What is expected
Among the lines of data below, reproduce only those from the one with "Need: a dot on each instance of the blue plastic" through the one with "Need: a dot on each instance of the mitsukoshi", exactly as they stand, both ends included.

Stored data entries
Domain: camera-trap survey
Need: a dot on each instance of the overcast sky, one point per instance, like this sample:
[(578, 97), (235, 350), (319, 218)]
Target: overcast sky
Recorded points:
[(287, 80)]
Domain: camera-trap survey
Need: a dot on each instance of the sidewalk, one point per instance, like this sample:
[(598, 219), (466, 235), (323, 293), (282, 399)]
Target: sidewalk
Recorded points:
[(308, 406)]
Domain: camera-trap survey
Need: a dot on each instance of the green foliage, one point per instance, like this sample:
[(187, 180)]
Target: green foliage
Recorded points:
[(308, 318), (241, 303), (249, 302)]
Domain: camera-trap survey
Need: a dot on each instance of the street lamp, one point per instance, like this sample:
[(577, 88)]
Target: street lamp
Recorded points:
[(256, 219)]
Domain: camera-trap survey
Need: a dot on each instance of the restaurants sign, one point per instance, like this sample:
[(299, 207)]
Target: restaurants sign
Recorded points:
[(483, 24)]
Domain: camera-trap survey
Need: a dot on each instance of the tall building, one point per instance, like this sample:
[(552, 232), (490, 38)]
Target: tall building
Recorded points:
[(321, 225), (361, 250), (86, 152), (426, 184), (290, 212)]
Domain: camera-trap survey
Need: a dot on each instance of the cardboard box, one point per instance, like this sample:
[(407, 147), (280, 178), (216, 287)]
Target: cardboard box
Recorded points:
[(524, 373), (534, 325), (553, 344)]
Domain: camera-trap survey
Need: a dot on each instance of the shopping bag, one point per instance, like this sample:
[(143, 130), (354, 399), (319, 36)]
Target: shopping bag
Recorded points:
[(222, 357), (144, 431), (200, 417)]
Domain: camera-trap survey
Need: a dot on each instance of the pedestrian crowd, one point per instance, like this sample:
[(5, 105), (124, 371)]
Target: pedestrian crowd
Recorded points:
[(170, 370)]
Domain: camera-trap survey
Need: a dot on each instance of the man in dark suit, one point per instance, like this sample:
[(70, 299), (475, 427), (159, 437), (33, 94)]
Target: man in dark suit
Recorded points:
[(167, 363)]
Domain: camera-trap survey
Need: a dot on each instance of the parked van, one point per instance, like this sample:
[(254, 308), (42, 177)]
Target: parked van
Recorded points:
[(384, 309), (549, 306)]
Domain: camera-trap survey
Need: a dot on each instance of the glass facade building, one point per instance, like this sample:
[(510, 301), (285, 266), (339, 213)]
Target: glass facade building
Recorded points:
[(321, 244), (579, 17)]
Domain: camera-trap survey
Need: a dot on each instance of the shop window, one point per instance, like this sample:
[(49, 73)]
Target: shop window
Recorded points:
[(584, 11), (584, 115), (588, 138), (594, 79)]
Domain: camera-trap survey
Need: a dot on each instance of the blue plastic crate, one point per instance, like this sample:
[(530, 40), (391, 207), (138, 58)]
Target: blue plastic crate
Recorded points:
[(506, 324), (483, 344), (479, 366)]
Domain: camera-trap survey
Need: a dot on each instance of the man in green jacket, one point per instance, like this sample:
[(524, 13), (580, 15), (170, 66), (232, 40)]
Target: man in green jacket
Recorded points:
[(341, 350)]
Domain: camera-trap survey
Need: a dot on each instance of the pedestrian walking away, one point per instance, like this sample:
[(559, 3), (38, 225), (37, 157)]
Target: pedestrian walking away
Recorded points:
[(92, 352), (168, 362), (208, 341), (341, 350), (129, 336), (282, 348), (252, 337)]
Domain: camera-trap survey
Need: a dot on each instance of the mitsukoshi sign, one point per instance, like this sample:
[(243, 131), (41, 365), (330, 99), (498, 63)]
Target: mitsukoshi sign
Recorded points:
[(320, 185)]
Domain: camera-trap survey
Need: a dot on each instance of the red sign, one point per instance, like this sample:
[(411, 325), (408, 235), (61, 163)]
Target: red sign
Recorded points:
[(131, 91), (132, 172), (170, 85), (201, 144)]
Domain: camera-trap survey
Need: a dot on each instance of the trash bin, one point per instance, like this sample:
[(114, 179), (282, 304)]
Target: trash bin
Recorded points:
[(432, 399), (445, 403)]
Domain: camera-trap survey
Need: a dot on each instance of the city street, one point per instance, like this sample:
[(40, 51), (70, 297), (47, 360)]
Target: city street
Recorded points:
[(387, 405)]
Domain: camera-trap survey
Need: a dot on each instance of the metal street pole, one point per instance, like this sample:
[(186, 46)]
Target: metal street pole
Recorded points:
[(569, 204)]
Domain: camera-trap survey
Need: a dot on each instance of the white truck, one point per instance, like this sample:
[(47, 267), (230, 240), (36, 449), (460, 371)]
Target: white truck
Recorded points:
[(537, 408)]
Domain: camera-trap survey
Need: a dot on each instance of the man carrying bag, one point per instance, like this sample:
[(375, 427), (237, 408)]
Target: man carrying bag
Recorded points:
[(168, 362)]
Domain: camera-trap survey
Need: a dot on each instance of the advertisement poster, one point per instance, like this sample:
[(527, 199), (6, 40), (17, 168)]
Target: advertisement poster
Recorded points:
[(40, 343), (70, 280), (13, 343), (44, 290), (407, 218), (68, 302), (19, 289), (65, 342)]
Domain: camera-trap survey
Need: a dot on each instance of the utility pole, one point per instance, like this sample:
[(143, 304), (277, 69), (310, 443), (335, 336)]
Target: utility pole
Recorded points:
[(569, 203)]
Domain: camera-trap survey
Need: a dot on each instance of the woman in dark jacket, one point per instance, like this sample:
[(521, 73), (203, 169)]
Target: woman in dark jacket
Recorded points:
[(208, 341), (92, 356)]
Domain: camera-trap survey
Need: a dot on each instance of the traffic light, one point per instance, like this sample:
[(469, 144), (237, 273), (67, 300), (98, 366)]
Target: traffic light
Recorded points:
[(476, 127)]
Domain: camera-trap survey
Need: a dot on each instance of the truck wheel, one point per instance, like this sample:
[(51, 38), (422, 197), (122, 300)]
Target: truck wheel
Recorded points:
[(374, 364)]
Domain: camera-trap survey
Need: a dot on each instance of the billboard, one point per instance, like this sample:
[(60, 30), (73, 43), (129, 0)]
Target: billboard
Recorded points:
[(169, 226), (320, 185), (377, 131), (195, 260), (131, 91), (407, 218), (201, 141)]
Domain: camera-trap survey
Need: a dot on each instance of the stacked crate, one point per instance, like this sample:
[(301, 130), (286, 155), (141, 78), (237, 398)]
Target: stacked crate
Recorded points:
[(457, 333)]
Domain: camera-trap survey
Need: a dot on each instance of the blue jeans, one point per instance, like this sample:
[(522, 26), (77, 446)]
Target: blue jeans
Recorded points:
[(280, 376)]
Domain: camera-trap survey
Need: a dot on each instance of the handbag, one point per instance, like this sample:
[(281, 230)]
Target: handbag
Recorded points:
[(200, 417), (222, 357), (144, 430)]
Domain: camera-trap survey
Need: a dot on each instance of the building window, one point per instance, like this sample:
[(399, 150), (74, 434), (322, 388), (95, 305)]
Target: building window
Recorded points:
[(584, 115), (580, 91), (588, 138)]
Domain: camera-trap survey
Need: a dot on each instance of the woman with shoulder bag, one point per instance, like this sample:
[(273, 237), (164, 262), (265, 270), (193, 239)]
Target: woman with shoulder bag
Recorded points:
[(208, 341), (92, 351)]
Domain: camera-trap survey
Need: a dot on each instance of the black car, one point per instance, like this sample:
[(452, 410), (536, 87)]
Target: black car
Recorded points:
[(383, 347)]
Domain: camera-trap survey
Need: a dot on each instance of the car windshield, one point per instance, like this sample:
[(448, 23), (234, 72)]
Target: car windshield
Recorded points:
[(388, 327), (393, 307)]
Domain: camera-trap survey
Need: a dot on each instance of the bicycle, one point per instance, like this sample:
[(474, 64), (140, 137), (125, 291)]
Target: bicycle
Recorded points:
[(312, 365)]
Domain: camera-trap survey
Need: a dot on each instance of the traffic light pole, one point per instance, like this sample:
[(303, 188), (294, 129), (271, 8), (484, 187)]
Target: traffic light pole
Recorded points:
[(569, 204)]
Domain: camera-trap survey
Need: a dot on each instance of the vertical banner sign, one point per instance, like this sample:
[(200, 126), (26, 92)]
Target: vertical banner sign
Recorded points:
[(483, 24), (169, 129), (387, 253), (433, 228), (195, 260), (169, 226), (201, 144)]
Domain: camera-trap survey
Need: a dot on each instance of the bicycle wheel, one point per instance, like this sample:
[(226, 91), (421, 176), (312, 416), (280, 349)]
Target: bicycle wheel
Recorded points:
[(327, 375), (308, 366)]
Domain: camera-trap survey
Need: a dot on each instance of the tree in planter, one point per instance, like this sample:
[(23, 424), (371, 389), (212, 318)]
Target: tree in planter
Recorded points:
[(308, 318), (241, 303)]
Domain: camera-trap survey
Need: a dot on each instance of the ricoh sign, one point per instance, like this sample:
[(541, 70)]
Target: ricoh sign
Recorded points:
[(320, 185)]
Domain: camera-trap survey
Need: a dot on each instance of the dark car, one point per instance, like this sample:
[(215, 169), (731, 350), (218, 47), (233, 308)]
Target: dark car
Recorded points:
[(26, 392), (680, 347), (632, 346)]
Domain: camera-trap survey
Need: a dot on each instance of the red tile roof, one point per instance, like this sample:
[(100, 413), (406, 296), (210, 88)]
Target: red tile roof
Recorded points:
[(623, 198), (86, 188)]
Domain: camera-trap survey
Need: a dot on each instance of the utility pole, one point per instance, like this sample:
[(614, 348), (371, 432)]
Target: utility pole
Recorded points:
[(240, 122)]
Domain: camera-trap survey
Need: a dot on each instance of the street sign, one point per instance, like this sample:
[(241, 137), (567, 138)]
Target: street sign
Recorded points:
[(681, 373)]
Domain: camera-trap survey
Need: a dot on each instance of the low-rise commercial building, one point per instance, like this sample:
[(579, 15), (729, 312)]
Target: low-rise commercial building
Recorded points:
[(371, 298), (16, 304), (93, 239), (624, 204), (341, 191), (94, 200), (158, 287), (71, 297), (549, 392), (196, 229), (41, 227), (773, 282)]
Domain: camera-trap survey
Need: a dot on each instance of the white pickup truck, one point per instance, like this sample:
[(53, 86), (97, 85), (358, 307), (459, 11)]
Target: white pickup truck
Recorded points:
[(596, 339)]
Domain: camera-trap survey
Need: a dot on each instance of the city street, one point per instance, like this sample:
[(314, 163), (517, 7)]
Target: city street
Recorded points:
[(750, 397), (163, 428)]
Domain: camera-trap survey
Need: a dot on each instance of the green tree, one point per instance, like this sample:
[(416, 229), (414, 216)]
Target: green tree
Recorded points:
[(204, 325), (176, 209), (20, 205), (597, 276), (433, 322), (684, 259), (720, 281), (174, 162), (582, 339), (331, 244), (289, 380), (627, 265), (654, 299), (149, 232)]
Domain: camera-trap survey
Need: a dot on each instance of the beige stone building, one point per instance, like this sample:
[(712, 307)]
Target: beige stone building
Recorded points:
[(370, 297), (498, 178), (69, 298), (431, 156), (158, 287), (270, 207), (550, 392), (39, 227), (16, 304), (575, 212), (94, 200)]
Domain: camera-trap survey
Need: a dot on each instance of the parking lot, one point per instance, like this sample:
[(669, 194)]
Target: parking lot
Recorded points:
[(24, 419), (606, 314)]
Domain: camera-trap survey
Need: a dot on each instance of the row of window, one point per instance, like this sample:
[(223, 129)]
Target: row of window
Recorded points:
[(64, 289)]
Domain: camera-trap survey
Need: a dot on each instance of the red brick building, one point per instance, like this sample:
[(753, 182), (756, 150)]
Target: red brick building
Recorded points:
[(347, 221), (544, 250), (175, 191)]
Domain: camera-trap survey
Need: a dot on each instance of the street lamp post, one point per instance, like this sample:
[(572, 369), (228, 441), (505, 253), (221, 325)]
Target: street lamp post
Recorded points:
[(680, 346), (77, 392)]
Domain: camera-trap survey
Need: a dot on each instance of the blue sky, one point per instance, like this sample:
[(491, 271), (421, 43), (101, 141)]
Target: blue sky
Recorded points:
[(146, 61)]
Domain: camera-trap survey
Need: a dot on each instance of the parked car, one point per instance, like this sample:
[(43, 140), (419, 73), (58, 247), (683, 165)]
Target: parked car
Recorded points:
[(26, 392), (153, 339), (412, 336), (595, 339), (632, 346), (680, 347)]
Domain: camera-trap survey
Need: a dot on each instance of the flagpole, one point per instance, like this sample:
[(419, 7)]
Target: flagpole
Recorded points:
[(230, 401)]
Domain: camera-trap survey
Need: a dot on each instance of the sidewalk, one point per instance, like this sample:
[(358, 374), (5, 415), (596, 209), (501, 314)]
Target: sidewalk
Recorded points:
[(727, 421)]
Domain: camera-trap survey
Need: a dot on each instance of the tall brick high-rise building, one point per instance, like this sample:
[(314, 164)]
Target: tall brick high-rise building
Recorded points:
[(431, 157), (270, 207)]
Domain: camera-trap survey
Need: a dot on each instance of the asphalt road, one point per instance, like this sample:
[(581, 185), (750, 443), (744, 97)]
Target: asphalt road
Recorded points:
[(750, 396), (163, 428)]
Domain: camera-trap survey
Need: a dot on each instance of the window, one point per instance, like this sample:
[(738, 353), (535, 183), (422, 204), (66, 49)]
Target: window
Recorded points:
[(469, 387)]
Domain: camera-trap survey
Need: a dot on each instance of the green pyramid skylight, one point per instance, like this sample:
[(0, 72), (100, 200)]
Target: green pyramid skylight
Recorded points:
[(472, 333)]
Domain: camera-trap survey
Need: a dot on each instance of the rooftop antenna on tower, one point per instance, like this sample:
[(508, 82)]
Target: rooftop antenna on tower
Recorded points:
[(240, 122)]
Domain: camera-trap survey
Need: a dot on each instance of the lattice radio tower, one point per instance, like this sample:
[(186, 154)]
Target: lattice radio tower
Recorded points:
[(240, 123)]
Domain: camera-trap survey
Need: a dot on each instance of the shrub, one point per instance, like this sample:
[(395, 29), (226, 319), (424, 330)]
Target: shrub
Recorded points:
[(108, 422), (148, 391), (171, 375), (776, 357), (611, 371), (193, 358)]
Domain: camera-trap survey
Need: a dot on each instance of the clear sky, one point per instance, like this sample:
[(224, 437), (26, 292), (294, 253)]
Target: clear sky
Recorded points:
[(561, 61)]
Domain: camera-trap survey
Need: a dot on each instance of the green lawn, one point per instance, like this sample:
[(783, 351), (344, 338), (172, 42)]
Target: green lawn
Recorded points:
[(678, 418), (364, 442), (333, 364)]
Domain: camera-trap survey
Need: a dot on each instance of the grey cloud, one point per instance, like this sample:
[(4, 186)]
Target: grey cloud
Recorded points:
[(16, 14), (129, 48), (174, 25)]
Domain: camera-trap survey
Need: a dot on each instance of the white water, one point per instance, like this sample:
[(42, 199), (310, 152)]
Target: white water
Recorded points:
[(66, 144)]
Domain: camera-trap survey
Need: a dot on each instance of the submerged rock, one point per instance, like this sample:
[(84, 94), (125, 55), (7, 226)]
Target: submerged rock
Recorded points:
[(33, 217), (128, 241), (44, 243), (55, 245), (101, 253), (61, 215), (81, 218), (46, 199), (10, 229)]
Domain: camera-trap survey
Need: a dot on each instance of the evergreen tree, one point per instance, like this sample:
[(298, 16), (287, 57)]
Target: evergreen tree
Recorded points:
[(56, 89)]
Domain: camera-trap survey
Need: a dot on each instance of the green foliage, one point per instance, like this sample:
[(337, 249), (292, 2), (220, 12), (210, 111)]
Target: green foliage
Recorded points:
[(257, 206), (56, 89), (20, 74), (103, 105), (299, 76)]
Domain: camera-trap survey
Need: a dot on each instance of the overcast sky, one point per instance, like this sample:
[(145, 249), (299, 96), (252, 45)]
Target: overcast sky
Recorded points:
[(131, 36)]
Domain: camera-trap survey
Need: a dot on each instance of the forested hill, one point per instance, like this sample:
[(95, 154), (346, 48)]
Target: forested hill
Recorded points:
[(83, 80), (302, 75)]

Task solution
Need: a dot on each instance of the blue plastic crate, one point per instance, like this sample:
[(530, 40), (391, 207), (138, 58)]
Target: blue plastic crate
Recorded points:
[(506, 324), (483, 344), (479, 366)]
Domain: camera-trap survey
Need: a dot on each instance of the man in green jacket, one point per instance, like this sample:
[(524, 13), (580, 15), (170, 66), (232, 40)]
Target: man in green jacket
Recorded points:
[(341, 350)]
Domain: camera-trap survey
Need: a dot on each instance of the pedestrian walking away, one point per instance, like this sample:
[(559, 3), (38, 225), (37, 157)]
Target: pedestrian walking away
Recorded points:
[(92, 352), (168, 362), (208, 341), (341, 350), (129, 336), (282, 348), (252, 337)]
Domain: camera-trap survey
Need: a dot on each instance of the mitsukoshi sign, one point per instance, like this sample:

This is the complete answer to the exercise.